= Requirements =
Put the lines of the material below into a JSON list of strings, one string per line and blank lines omitted, starting with the line containing "sleeve, I would be grateful." and continuing through the line containing "178L127 173L146 156L138". Include only those lines, both end lines among them.
___ Supplied records ___
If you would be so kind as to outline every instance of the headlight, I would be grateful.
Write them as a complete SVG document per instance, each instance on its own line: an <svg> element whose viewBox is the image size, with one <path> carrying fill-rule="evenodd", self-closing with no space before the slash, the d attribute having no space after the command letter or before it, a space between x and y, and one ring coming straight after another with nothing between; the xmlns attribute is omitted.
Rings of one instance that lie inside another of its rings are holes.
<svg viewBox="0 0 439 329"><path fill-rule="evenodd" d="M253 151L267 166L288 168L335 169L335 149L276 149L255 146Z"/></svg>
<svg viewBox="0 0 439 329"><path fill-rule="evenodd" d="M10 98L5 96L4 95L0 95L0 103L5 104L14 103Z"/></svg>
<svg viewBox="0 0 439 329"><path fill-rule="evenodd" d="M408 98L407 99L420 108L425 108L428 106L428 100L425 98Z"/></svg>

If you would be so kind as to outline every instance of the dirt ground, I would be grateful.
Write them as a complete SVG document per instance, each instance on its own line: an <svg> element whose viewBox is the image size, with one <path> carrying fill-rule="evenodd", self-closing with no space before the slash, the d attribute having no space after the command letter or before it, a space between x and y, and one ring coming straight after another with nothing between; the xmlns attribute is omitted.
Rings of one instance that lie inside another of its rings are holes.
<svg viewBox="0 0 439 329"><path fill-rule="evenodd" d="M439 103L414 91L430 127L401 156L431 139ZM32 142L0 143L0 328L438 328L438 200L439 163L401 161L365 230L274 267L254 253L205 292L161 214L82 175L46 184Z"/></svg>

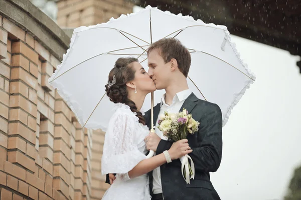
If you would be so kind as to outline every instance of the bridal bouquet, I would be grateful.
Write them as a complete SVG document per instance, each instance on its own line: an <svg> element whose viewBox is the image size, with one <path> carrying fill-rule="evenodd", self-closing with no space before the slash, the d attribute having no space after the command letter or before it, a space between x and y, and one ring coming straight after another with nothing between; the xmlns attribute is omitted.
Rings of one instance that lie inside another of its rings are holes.
<svg viewBox="0 0 301 200"><path fill-rule="evenodd" d="M193 134L199 130L200 122L192 118L191 114L183 108L182 112L170 114L167 112L159 116L159 128L169 139L175 142L186 139L188 134ZM191 165L189 163L190 160ZM182 172L187 184L190 184L190 180L194 179L194 164L191 158L185 155L181 158Z"/></svg>

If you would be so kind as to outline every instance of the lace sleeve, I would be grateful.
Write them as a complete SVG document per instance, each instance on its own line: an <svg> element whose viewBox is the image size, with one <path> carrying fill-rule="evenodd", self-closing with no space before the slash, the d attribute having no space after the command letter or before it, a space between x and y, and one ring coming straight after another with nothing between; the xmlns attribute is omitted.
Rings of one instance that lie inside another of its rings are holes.
<svg viewBox="0 0 301 200"><path fill-rule="evenodd" d="M125 178L127 173L146 156L138 150L135 144L136 118L118 110L112 116L105 134L101 159L101 172L119 174Z"/></svg>

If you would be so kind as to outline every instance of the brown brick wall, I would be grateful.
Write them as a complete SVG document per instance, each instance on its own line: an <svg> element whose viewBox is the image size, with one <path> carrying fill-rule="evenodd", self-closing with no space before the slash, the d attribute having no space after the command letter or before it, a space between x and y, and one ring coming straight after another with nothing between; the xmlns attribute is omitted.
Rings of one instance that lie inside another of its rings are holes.
<svg viewBox="0 0 301 200"><path fill-rule="evenodd" d="M0 199L91 199L91 132L48 83L60 60L1 16L0 58Z"/></svg>
<svg viewBox="0 0 301 200"><path fill-rule="evenodd" d="M64 0L59 1L57 6L59 26L61 28L74 28L106 22L112 17L116 18L121 14L131 13L134 4L130 1L123 0ZM77 133L78 132L77 130ZM89 185L87 184L87 186L91 186L91 199L93 200L101 200L109 187L108 184L104 182L105 176L101 175L104 140L103 132L93 132L93 146L89 154L90 158L92 156L92 168L88 174L91 176L91 182Z"/></svg>

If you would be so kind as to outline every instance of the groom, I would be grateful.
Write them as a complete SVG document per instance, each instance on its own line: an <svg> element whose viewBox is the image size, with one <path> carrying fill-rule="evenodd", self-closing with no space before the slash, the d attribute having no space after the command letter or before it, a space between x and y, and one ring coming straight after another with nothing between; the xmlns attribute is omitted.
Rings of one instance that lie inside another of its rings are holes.
<svg viewBox="0 0 301 200"><path fill-rule="evenodd" d="M165 89L166 92L161 102L154 108L156 134L145 138L147 150L160 154L169 150L173 144L164 138L157 127L158 116L165 111L177 112L185 108L200 122L199 131L187 136L193 150L189 156L195 164L194 180L186 184L179 160L164 164L148 174L152 200L220 200L209 174L217 170L222 157L222 120L219 107L198 98L189 90L186 78L191 57L180 41L173 38L160 40L150 45L147 56L148 75L157 90ZM145 112L144 118L150 128L150 110ZM108 176L106 182L109 183Z"/></svg>

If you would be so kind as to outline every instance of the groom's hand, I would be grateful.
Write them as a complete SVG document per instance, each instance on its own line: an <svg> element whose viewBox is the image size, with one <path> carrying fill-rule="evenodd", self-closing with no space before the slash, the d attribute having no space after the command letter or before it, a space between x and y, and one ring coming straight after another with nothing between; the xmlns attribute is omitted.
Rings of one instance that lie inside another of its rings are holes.
<svg viewBox="0 0 301 200"><path fill-rule="evenodd" d="M155 152L157 151L157 148L161 138L156 133L150 132L149 134L146 136L144 141L146 144L146 148L147 150L153 150Z"/></svg>

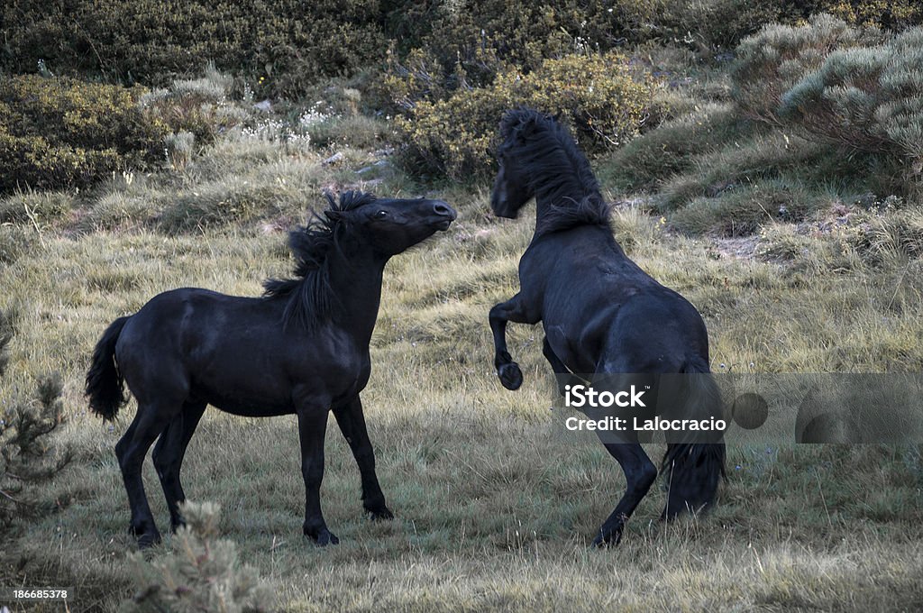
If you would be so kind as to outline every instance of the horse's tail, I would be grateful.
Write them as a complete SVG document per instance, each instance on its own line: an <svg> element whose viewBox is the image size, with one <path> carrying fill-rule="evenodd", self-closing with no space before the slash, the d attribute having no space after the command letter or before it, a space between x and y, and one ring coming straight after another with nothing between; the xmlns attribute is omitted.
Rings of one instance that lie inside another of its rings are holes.
<svg viewBox="0 0 923 613"><path fill-rule="evenodd" d="M115 343L128 318L113 321L93 350L93 361L87 373L86 394L90 408L103 420L113 420L125 403L122 373L115 364Z"/></svg>
<svg viewBox="0 0 923 613"><path fill-rule="evenodd" d="M684 372L690 376L683 378L686 379L683 416L723 418L721 392L705 361L694 358ZM713 439L716 442L697 439L666 446L661 464L669 493L664 510L665 519L684 511L700 511L714 504L718 484L725 477L725 443L719 435Z"/></svg>

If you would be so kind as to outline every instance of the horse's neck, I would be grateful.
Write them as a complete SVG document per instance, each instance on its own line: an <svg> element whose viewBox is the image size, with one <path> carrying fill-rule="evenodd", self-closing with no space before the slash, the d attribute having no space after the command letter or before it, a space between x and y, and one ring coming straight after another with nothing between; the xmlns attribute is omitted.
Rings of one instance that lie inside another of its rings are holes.
<svg viewBox="0 0 923 613"><path fill-rule="evenodd" d="M362 343L372 338L378 317L386 263L367 250L337 254L330 262L331 318Z"/></svg>

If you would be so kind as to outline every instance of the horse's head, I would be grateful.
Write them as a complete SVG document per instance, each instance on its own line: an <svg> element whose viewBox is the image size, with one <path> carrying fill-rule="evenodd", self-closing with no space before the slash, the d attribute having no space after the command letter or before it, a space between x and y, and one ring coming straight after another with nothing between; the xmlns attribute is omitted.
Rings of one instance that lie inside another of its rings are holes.
<svg viewBox="0 0 923 613"><path fill-rule="evenodd" d="M509 111L500 122L502 142L497 148L500 168L490 197L490 208L497 217L515 219L519 210L535 195L522 163L522 152L544 118L536 111L517 109Z"/></svg>
<svg viewBox="0 0 923 613"><path fill-rule="evenodd" d="M437 231L447 230L455 210L442 200L366 198L349 210L328 210L328 218L342 219L353 233L376 251L393 256Z"/></svg>

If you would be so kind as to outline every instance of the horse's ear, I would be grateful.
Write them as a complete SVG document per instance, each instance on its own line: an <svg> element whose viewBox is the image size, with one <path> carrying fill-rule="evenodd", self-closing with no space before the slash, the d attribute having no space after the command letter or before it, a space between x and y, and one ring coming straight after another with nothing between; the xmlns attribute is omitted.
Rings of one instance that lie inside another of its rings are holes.
<svg viewBox="0 0 923 613"><path fill-rule="evenodd" d="M339 222L344 216L342 210L337 210L336 209L330 209L324 211L324 217L326 217L330 222Z"/></svg>

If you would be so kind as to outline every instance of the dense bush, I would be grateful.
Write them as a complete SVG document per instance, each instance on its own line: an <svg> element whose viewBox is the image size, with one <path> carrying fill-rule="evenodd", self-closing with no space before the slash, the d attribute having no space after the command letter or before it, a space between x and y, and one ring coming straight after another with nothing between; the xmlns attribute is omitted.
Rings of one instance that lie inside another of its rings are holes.
<svg viewBox="0 0 923 613"><path fill-rule="evenodd" d="M167 126L141 112L139 95L70 78L0 80L0 193L83 186L162 158Z"/></svg>
<svg viewBox="0 0 923 613"><path fill-rule="evenodd" d="M8 316L0 312L0 377L8 361L6 345L13 336ZM51 444L51 435L64 422L62 383L57 374L43 377L34 399L19 394L0 406L0 530L17 518L46 511L46 496L35 491L66 466L72 455Z"/></svg>
<svg viewBox="0 0 923 613"><path fill-rule="evenodd" d="M821 66L831 51L878 40L877 30L853 28L824 14L803 26L766 26L737 48L731 95L744 116L781 126L778 109L783 94Z"/></svg>
<svg viewBox="0 0 923 613"><path fill-rule="evenodd" d="M509 70L489 87L417 102L409 118L398 118L402 159L417 173L484 176L500 118L516 106L561 114L581 146L598 151L639 132L651 111L651 90L652 82L635 80L616 53L546 60L528 75Z"/></svg>
<svg viewBox="0 0 923 613"><path fill-rule="evenodd" d="M780 114L845 150L894 159L899 183L923 173L923 28L837 49L782 97Z"/></svg>
<svg viewBox="0 0 923 613"><path fill-rule="evenodd" d="M0 60L16 73L42 59L52 72L149 86L210 60L253 76L258 93L296 94L383 59L381 10L378 0L8 0L0 9Z"/></svg>

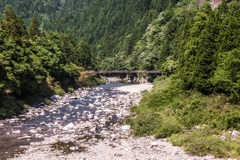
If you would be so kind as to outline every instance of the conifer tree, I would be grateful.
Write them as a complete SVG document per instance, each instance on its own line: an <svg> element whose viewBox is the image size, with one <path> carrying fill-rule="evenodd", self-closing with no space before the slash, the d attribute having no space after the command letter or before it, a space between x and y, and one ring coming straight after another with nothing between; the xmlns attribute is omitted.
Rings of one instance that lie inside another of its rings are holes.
___
= Solution =
[
  "If you would be so kind as to outline every instance of the lace sleeve, I would be grateful.",
  "Write them as a complete SVG document per instance, each instance on its own line: an <svg> element whose viewBox is the image size, with one <path> carrying fill-rule=\"evenodd\", self-closing with no space before the slash, the d attribute having no space after the command letter or before it, a space between x and y, and one ring coming straight after another with nothing between; the xmlns attribute is omitted.",
  "Rings of one instance that lie inside another of its rings are holes.",
  "<svg viewBox=\"0 0 301 200\"><path fill-rule=\"evenodd\" d=\"M125 178L127 173L146 156L138 150L135 144L136 118L118 110L112 116L105 134L101 159L101 172L119 174Z\"/></svg>"
]